Le sommet surprise organisé à Tripoli, mardi, met un frein certain à la mise en place de l’Union pour la Méditerranée. Cette réunion des représentants des pays de la rive sud a fourni à Muammar Kadhafi l’occasion de dire tout le mal qu’il pensait de l’initiative franco-européenne. Les autres ne se sont pas publiquement exprimés, et réservent leur décision de participer ou non.
« L’UPM est un affront fait aux pays de la rive sud », estime le colonel Muammar Khadafi. Réunis à Tripoli pour un mini-sommet sur l’Union Pour la Méditerrannée (UPM) sur une initiative du Guide libyen, les dirigeants de la rive sud tentaient d’adopter une position commune sur le projet cher au président français, Nicolas Sarkozy. Lors d’un discours prononcé en ouverture du sommet, le leader libyen a d’emblée rejeté en bloc toute participation à l’UPM, et a enjoint ses homologues d’ en faire autant.
Son principal grief porte sur le fait que la coopération s’adresse uniquement aux pays riverains de la Méditerranée : « Ce projet porterait atteinte à l’unité africaine et arabe ». Pour Kadhafi, les négociations devront passer par l’Union Africaine ou par la Ligue Arabe dans leur globalité. Et pour corroborer cette idée, il a fait un parallèle avec le souci de l’UE de rester unie, alors que le projet initial de Nicolas Sarkozy prévoyait que seuls les pays membres riverains de la Méditerranée prendraient part à l’UPM.
A cette volonté de négocier en bloc élargi s’ajoutent des remarques sur le contenu de l’UPM. « Nous ne sommes ni des affamés ni des chiens pour qu’ils nous jettent des os. » Avec ces propos virulents envers les pays de la rive nord, le colonel Kadhafi dénigre les propositions de coopération en matière de commerce, de sécurité et d’immigration. A un partenariat économique et stratégique, il a dit préférer les thèmes de la maladie, de la menace climatique, de la coopération entre cultures.

| Extraits de données |

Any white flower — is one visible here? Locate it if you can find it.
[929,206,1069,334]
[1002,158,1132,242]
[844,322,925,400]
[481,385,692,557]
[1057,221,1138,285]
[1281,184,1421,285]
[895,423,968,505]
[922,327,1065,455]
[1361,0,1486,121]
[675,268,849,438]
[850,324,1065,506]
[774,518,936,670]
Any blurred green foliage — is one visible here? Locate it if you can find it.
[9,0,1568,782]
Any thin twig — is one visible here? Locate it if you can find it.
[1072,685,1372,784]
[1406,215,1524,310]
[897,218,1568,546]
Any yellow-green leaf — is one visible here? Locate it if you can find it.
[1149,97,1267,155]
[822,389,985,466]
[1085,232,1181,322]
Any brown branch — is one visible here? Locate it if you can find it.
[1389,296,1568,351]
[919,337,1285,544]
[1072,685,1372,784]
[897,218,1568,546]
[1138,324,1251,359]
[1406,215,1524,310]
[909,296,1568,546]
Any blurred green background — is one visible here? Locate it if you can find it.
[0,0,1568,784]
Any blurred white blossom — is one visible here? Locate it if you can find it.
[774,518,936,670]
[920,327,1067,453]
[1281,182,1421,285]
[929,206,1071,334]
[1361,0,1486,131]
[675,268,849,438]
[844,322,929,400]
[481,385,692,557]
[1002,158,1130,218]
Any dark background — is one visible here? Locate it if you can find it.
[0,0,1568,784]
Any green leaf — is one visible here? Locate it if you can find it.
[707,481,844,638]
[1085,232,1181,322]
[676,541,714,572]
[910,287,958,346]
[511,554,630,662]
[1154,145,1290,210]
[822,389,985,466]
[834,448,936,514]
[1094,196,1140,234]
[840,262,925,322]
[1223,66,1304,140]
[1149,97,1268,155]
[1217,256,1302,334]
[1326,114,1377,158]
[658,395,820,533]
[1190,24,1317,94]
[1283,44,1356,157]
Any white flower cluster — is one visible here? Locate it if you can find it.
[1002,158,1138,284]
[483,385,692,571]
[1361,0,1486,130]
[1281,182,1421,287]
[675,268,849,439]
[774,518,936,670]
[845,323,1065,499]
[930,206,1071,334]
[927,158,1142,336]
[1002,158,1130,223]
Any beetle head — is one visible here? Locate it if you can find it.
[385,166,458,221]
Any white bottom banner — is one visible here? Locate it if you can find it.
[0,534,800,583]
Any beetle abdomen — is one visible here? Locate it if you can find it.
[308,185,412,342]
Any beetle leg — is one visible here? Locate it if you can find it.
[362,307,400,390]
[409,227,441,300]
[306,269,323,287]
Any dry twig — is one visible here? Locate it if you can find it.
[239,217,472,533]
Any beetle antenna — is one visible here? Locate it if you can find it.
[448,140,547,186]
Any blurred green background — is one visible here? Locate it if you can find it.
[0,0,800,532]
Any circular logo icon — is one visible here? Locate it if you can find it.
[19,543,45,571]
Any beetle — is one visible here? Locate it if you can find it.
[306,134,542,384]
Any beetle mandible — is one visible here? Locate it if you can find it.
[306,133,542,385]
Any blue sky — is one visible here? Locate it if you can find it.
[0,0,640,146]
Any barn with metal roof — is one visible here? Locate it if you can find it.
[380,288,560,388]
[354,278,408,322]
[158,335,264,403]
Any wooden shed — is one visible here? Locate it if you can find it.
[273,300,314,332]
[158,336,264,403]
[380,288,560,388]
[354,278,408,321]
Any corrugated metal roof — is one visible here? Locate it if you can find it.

| Tâche à traiter A |
Selon le texte présenté, par quelles instances Kadhafi estime-t-il que les négociations doivent passer ?
| Tâche à traiter B |
Imprimez tout le passage du texte présenté, depuis « Le sommet surprise » jusqu'à « participer ou non. » inclus.

| Résultat de tâche A |
Par l'Union Africaine ou par la Ligue Arabe dans leur globalité.

| Résultat de tâche B |
Le sommet surprise organisé à Tripoli, mardi, met un frein certain à la mise en place de l’Union pour la Méditerranée. Cette réunion des représentants des pays de la rive sud a fourni à Muammar Kadhafi l’occasion de dire tout le mal qu’il pensait de l’initiative franco-européenne. Les autres ne se sont pas publiquement exprimés, et réservent leur décision de participer ou non.